If, despite the measures taken by the court, the content of foreign law is not ascertained within a reasonable time period, the court will apply Russian law pursuant to art 1191(3) Russian CC. The court may not dismiss the claim merely on the ground that the applicable foreign law was not ascertained.
Authorities performing certain non-judicial functions, such as public notaries, commercial and property registrars and authorities in charge of civil registries shall also apply choice-of-law rules ex officio. However, Russian law lacks any detailed regulation in this respect.
IV. Basic principles of jurisdiction
1. General structure
Russian courts are granted general jurisdiction when the defendant is located or resident in Russia (art 402(2) Russian CPC and art 247(1)(1) Russian APC).

» Recorded data:
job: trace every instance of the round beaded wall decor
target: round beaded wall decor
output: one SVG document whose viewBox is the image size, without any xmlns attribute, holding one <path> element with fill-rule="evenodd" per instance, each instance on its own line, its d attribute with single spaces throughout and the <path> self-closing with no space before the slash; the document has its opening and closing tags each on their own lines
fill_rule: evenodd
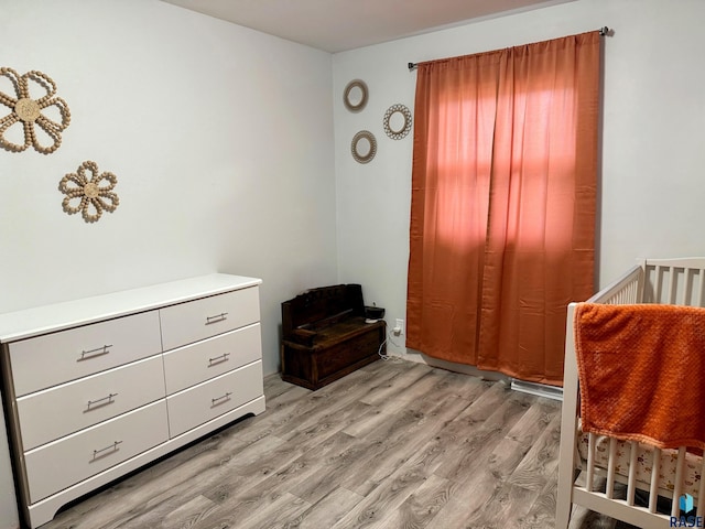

» To be done: Can you carry the text on Russian conflict-of-laws and jurisdiction rules forward by writing the part that comes after its last sentence? The listing is separate material, apart from the text on Russian conflict-of-laws and jurisdiction rules.

» Written response:
According to art 403(1) Russian CPC, the Russian courts of general jurisdiction are regarded as exclusive fora when the dispute relates to →immovable property located on the territory of Russia, arises out of the carrier contract and a carrier is located on the territory of Russia or concerns a divorce if both spouses are resident in Russia (→Divorce and personal separation). Pursuant to art 248 Russian APC, the Russian arbitrazh courts have exclusive international jurisdiction for disputes: (i) in respect of property owned by Russia or its subject territories, including disputes arising out of privatization and state →expropriation of property; (ii) related to immovable property located on Russian territory; (iii) related to the registration of inventions, trade marks and similar items in the Russian State Registry; (iv) related to challenging the content of entries in state registries administered by Russian state officials; and (v) concerning the establishment, registration and winding-up of Russian legal entities and entrepreneurs, as well as disputes regarding the validity of corporate decisions of Russian legal entities. In practice, Russian courts at times broaden the scope of their exclusive international jurisdiction by making reference to procedural rules on domestic exclusive jurisdiction. This is particularly relevant for certain additional types of corporate disputes concerning Russian legal entities.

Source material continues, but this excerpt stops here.